Exercise objective
Reproduce the data below word for word, starting with its first line and continuing through the line that contains "[0,0,1125,263]". Include both of those lines and stop there.

[Stored data]

____

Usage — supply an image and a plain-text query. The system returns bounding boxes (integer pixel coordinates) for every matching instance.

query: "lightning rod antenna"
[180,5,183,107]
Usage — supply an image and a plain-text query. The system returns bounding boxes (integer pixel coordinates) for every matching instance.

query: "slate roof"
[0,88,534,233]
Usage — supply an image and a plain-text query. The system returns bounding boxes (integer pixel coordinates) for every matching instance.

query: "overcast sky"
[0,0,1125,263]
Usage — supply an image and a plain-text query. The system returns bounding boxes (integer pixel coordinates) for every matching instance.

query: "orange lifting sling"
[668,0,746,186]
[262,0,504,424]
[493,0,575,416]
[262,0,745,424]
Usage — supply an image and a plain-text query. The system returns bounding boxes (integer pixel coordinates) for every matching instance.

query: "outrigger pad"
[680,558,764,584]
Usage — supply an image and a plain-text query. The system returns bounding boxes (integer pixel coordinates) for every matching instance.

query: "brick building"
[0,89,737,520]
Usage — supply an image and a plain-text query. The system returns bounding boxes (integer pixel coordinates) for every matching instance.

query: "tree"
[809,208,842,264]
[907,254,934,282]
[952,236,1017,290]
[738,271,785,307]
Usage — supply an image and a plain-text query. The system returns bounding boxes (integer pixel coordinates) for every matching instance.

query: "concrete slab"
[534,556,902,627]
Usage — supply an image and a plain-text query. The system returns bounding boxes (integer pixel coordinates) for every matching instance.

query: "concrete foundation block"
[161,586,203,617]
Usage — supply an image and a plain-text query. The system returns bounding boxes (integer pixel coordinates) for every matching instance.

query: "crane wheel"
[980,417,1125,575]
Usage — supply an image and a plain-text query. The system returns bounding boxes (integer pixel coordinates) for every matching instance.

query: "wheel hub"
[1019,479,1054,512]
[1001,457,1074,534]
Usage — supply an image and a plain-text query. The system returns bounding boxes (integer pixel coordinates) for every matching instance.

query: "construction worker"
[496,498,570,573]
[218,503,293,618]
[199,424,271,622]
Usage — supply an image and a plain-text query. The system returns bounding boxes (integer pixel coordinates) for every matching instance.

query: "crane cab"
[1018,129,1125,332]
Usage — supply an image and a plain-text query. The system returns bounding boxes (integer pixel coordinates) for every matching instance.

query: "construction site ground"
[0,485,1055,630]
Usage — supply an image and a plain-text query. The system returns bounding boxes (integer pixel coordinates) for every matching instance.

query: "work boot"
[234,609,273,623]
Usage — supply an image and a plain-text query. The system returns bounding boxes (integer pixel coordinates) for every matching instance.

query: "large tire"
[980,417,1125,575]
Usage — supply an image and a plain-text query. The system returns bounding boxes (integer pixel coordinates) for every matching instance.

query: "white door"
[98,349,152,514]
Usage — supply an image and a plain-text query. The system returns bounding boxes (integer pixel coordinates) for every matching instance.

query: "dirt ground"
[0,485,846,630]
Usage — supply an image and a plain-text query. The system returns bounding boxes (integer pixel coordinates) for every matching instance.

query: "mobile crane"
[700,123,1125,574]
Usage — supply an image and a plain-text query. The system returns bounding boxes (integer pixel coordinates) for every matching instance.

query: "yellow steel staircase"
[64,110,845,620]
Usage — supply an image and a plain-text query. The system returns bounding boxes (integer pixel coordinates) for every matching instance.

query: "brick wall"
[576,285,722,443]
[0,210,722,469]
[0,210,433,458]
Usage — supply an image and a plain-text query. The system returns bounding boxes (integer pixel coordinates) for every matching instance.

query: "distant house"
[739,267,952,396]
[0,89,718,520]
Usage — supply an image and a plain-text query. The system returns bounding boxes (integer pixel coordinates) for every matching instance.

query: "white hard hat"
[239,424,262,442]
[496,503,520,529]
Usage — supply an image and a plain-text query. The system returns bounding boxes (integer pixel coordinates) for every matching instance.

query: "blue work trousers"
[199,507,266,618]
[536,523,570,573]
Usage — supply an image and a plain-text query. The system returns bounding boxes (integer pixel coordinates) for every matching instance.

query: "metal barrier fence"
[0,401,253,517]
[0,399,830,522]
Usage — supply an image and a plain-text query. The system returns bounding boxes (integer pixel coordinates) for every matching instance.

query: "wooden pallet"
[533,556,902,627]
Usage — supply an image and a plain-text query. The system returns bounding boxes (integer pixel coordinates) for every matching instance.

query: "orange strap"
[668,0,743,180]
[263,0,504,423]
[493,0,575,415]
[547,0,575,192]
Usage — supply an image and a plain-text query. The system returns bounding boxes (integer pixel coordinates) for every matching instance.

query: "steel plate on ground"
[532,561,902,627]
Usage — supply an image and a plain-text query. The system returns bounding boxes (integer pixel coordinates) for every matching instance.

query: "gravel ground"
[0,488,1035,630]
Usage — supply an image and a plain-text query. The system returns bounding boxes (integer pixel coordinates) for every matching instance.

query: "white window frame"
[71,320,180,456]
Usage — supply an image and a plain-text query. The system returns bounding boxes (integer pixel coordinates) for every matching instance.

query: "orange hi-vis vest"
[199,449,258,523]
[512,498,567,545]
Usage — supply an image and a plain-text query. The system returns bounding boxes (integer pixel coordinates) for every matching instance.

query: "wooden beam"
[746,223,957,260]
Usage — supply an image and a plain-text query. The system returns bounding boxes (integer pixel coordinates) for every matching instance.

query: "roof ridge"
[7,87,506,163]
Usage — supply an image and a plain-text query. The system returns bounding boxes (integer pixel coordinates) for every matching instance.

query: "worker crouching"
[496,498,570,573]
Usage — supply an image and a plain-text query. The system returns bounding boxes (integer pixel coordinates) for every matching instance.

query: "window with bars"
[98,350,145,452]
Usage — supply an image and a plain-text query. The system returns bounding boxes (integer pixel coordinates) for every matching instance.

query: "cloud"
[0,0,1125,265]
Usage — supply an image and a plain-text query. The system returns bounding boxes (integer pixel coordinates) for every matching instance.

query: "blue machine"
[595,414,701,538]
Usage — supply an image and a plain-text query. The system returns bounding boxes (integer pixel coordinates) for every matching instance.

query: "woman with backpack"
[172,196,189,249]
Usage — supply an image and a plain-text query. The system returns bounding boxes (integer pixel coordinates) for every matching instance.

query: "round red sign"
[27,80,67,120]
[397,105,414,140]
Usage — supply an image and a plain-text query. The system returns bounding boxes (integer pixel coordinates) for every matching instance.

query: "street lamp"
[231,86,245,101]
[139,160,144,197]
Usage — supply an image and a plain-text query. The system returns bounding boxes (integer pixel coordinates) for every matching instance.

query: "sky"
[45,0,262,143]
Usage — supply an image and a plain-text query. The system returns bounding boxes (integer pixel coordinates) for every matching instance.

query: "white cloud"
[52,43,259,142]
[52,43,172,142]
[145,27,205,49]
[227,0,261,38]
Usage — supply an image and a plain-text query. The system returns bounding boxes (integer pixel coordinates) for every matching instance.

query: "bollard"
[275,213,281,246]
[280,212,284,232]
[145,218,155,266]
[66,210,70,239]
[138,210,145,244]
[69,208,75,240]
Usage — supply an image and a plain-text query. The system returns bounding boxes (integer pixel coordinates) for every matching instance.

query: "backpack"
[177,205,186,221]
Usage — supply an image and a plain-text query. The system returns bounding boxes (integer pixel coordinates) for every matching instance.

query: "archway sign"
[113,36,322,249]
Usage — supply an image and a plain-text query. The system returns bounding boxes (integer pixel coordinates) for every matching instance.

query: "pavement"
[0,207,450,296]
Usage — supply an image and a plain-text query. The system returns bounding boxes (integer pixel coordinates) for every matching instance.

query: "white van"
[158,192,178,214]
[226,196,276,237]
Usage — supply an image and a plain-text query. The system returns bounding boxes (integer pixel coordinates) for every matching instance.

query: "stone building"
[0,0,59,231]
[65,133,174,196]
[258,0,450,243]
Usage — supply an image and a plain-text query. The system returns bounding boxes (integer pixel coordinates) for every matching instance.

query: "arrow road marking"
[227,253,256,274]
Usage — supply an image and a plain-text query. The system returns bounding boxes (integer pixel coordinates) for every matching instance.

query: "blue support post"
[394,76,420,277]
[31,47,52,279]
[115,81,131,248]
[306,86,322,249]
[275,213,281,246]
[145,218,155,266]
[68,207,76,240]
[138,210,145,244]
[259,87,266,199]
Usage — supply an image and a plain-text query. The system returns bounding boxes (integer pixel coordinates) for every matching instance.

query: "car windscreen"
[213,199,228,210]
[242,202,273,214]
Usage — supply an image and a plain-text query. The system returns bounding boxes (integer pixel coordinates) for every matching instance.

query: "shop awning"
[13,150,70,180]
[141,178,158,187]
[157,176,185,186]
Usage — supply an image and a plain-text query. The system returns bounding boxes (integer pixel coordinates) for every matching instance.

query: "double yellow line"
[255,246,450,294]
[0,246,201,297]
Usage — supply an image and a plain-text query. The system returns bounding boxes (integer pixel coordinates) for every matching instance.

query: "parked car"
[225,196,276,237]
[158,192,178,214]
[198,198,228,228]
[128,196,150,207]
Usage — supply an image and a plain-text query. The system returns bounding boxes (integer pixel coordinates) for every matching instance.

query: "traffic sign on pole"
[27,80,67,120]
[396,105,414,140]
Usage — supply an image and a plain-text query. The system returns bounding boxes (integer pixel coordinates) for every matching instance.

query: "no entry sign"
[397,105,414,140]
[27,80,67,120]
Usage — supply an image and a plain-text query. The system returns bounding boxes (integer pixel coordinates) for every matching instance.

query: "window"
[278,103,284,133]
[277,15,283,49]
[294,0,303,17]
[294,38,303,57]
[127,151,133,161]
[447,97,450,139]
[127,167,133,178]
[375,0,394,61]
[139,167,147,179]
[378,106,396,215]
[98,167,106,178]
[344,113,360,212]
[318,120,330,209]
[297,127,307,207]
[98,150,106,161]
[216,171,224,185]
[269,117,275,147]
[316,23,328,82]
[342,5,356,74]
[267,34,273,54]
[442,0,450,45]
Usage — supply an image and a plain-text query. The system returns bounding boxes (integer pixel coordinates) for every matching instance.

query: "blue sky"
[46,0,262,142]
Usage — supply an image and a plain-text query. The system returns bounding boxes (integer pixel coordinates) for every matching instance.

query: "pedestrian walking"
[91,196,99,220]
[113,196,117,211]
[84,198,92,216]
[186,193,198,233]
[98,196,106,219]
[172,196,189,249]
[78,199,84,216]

____

Result of the task
Usage — supply an image and a plain-text query. The system returns bounding boxes (integer pixel coordinates) for every matching instance.

query: "lightning rod antenna"
[180,5,183,107]
Usage — supply an image and a plain-text query. The system returns bounding boxes (integer pixel coordinates) for every matching instance.

query: "slate roof"
[0,88,534,233]
Usage — supply an image and a plain-text query. The system returns bounding boxes (integer pixel coordinates) for every matching instance.

query: "overcast sky"
[0,0,1125,263]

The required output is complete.